→ Page extract:
==================================================

It's feeding time for about a dozen young pigeons, and Jerry Guilmette is getting frustrated. The group would rather fly circles around his property on the outskirts of Bellingham than come into their loft to eat.
They'll be racing in the next few days and Guilmette doesn't want them tired. The only reason they were released today was to break up any remaining lactic acid that might have been sitting in their chests after a longer training run the day before.
It's a Thursday early in the summer and that means it's a rest day for the pigeons. On Friday they will be basketed for transportation to a toss site - the starting line for a race the next morning. On Saturday the pigeons will fly back to Guilmette's property as fast as possible, avoiding hawks, navigational failures, and fatigue along the way.
For more information on getting involved in pigeon racing, contact Jerry Guilmette at 739-5816 or Zdzislaw Chala at 671-6662.
For now, though, they have to eat.
Guilmette, 63, whistles in long and short bursts. He's trained the pigeons to return home with this call. They circle and dive and dance in the sky. Their white feathers flash against the sun as they break formation and roll toward the earth. A few swoop over an apple tree.
He shakes the food container and continues to whistle. He would coo if it would help.
Guilmette, a former beekeeper, has been racing pigeons for the past three years with good success. He and his wife, Evelyn Guilmette, operate G & G Lofts as breeders and racers, but it's more of a hobby than a full-fledged business.
As the president of the North Cascade Invitational Racing Pigeon Club, Guilmette and his group participate in a sport that dates back hundreds, if not thousands, of the years. Once a sport favored by royalty in Europe, homing pigeons were introduced to the United States in the late 1800s. Since then, homing pigeons have been raced for sport, to deliver messages, used for communication in wars, and even to collect data to determine air quality over larger cities.
Depending on whom one talks to, pigeon racing is either growing in popularity or dying out across the nation. For Guilmette's club, and several like it across the state of Washington, raising and racing pigeons is a hobby like no other.
"It's something you can't do halfway," Guilmette said. "It's not a hobby you can just pick up and then decide one day to drop it. It's a commitment."
FOR THE BIRDS
At any given time, Guilmette will have as many as 100 pigeons in his coops. That number fluctuates higher in the spring and lowers later in the season as birds drop out during racing season.

==================================================

→ Stated goal:
Return the stretch of the pigeon racing article starting with "For more information" and going on through "a full-fledged business.", copied word for word. The records come from a different source than the pigeon racing article.

==================================================

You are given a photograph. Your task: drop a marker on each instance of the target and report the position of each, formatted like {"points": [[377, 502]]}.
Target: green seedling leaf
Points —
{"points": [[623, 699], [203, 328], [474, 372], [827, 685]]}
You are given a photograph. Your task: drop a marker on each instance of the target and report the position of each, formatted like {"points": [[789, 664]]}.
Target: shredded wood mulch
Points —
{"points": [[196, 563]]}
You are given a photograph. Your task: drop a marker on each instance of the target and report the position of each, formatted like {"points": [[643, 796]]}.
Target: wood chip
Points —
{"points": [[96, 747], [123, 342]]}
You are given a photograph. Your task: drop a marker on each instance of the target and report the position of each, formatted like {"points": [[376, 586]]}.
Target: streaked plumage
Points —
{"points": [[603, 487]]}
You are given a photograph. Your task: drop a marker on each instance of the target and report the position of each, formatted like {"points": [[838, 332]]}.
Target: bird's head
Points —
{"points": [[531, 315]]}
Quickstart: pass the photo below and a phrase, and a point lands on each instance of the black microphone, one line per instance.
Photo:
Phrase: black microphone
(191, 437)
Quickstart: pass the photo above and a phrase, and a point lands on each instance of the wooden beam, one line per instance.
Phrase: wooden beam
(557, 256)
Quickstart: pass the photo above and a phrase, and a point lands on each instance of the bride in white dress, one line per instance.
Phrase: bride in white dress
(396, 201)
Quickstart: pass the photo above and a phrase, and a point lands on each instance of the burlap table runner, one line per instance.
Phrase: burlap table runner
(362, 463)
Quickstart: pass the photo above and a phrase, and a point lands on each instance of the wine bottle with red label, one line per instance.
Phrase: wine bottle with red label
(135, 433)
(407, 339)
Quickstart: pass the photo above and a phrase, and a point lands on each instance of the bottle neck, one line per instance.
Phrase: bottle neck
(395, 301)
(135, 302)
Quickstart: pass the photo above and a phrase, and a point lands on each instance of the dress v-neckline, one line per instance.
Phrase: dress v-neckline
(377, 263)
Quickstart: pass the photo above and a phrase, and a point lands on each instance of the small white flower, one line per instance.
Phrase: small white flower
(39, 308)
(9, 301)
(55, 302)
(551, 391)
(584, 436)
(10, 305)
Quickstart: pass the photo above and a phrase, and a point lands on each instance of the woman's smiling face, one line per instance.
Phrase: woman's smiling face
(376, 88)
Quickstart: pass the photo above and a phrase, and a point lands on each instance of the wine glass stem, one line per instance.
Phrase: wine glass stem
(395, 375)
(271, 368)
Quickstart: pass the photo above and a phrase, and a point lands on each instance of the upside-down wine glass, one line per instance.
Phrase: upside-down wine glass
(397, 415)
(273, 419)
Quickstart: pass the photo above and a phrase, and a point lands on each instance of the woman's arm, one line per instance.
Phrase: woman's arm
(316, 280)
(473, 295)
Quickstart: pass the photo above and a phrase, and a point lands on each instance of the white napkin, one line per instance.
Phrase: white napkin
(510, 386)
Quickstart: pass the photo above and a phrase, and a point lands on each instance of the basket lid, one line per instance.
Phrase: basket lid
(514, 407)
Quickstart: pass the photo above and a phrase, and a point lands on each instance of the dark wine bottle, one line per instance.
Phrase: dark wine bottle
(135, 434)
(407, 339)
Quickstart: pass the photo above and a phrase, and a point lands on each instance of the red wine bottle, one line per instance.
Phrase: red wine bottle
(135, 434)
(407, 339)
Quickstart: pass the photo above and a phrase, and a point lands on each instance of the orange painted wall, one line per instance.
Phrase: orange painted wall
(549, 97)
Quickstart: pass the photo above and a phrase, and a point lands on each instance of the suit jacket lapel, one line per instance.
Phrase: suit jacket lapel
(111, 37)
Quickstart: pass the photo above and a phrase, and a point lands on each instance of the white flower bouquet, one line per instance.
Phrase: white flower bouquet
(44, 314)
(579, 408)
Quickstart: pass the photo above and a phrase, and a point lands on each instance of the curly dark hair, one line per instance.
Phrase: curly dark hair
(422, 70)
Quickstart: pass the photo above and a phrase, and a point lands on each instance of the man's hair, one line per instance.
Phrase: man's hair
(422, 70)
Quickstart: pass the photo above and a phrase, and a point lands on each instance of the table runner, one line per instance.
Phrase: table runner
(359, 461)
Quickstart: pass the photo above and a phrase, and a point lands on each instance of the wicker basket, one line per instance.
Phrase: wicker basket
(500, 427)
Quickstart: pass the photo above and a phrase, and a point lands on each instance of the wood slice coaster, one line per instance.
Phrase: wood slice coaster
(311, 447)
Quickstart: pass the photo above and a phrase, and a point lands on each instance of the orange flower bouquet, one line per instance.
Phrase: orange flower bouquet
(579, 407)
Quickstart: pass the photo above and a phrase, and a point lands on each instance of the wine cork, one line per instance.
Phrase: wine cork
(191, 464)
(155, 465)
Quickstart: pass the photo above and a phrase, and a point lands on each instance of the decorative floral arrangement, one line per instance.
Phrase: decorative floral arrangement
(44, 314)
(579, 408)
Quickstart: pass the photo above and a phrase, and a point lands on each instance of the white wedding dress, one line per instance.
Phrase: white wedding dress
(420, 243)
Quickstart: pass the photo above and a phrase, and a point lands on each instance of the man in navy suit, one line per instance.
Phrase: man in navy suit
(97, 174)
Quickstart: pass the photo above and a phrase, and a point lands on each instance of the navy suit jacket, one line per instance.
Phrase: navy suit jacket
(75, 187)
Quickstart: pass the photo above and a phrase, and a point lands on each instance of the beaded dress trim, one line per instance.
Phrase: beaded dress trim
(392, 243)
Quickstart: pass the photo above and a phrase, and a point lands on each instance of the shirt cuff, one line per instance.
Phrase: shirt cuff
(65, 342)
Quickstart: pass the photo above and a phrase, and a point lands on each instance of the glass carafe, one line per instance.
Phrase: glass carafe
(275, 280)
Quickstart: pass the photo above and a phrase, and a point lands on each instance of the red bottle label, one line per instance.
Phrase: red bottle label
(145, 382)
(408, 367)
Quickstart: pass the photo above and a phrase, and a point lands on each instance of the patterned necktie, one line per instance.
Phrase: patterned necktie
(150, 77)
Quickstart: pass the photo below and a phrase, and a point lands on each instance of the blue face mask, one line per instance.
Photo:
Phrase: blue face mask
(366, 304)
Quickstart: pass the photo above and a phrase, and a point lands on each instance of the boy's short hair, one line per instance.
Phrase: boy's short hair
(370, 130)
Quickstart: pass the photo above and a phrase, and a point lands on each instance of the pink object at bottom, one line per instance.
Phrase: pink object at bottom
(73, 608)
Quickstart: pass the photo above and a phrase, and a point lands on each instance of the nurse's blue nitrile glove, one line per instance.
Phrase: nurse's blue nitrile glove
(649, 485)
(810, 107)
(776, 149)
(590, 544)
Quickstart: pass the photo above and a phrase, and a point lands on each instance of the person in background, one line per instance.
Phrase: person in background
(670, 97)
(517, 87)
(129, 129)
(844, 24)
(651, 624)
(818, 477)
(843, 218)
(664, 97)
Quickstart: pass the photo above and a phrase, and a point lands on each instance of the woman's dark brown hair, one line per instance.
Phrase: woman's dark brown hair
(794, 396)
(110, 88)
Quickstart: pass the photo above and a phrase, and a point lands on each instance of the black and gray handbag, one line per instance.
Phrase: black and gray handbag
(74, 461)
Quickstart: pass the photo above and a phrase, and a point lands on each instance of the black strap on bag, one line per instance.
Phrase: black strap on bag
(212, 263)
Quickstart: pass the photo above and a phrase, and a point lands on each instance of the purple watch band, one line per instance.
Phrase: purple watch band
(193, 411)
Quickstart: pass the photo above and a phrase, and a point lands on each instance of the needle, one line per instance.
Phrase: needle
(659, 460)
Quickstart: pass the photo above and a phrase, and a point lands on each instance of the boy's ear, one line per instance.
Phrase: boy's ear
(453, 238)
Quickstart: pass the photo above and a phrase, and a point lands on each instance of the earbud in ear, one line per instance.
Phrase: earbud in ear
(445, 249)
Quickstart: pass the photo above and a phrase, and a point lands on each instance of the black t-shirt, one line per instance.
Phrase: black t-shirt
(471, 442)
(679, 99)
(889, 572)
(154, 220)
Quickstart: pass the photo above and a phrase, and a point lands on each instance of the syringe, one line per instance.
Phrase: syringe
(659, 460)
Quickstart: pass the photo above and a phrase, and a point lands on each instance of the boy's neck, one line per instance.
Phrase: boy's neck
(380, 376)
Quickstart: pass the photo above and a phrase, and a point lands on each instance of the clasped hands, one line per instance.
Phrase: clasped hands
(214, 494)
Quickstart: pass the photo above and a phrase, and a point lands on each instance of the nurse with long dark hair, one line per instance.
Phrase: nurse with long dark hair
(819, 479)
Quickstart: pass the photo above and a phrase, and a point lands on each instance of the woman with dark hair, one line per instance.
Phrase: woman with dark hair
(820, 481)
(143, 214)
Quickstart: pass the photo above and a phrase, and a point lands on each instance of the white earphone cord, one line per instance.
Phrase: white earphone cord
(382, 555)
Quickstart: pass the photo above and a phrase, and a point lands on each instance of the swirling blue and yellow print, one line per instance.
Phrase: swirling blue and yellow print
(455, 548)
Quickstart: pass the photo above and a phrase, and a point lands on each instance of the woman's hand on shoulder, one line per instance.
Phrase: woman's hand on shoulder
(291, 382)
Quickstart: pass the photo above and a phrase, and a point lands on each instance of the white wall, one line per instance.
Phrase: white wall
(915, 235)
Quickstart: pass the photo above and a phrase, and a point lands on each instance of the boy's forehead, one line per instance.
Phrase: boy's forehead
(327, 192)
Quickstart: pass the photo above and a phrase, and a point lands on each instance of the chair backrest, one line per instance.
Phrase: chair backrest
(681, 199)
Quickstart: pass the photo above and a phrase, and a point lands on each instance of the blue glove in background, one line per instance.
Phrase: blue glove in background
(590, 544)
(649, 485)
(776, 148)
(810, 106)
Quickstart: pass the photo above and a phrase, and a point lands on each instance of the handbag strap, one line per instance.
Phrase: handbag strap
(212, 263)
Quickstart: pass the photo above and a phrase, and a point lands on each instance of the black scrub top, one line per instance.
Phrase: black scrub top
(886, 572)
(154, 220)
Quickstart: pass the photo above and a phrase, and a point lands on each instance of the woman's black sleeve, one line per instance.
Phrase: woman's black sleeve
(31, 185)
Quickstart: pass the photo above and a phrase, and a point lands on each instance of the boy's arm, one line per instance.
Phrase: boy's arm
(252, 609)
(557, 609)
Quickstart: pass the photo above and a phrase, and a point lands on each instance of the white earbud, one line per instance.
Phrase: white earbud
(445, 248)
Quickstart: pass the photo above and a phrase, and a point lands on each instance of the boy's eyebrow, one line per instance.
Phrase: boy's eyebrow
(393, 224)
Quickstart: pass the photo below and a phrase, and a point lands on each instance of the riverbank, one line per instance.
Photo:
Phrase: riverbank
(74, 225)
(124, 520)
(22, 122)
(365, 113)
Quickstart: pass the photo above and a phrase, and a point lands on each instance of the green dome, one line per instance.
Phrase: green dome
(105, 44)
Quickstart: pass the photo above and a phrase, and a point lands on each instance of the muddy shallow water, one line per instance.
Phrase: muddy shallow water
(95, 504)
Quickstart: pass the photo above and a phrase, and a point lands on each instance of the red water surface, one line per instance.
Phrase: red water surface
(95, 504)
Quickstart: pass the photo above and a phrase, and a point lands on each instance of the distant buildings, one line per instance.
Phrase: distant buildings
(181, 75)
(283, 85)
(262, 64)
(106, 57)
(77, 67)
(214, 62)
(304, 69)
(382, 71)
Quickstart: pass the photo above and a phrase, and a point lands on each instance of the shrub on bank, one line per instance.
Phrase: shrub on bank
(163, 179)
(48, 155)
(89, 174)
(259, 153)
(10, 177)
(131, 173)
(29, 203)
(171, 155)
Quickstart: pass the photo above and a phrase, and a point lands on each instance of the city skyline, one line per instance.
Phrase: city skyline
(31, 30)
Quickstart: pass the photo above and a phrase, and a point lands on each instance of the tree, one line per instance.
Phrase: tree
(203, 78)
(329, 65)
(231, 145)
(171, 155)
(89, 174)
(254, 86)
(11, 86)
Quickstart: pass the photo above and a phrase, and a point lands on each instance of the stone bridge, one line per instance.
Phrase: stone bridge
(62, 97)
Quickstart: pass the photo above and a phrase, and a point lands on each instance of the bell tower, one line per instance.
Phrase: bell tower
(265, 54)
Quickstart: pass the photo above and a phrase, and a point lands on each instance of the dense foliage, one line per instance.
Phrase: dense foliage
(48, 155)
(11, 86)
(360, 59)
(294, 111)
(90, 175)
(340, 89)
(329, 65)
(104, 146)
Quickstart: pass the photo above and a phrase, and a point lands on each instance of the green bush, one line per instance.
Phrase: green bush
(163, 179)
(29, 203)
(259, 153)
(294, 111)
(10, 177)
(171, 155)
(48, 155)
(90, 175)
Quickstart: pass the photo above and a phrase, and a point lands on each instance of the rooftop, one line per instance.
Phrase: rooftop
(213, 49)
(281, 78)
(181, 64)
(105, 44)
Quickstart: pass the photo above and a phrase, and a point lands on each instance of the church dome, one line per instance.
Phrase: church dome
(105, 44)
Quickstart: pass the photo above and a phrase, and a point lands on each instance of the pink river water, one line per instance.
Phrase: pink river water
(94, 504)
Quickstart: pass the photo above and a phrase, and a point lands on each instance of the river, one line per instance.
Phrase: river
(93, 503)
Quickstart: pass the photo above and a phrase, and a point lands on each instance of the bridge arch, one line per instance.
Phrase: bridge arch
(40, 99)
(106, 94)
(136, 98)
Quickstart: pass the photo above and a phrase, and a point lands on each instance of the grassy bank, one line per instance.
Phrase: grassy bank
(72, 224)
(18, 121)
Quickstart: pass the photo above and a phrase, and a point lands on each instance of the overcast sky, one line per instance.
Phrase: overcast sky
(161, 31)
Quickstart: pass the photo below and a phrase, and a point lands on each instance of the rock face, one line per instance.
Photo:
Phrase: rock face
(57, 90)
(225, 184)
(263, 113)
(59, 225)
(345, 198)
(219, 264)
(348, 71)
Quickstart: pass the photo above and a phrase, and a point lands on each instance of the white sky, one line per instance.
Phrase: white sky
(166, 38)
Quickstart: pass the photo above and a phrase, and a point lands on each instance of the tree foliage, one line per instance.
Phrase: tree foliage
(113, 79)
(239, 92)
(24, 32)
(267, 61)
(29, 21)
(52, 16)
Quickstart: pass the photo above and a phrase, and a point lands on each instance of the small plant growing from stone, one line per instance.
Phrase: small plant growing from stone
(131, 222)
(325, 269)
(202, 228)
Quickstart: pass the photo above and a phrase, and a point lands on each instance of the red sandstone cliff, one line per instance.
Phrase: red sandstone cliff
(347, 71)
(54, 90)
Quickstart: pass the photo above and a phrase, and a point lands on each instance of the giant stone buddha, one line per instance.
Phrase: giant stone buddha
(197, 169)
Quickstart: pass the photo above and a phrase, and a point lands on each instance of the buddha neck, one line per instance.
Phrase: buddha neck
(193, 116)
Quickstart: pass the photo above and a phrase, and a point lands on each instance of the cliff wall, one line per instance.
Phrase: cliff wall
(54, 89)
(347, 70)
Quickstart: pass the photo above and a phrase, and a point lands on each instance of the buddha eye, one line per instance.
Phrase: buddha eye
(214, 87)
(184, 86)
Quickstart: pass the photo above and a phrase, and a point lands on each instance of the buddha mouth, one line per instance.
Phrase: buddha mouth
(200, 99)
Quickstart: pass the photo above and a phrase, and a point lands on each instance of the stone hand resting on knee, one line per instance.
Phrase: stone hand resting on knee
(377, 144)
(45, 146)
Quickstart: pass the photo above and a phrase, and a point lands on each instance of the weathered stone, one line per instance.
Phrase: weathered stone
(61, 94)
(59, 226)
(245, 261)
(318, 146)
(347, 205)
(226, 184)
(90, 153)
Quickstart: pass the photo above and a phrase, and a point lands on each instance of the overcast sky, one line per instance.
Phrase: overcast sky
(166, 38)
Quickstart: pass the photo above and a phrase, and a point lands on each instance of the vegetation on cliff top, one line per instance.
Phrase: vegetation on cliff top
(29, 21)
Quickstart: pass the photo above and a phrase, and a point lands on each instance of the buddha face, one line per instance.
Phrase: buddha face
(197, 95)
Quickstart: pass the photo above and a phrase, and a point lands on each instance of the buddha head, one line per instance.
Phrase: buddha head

==================================================

→ Written answer:
For more information on getting involved in pigeon racing, contact Jerry Guilmette at 739-5816 or Zdzislaw Chala at 671-6662.
For now, though, they have to eat.
Guilmette, 63, whistles in long and short bursts. He's trained the pigeons to return home with this call. They circle and dive and dance in the sky. Their white feathers flash against the sun as they break formation and roll toward the earth. A few swoop over an apple tree.
He shakes the food container and continues to whistle. He would coo if it would help.
Guilmette, a former beekeeper, has been racing pigeons for the past three years with good success. He and his wife, Evelyn Guilmette, operate G & G Lofts as breeders and racers, but it's more of a hobby than a full-fledged business.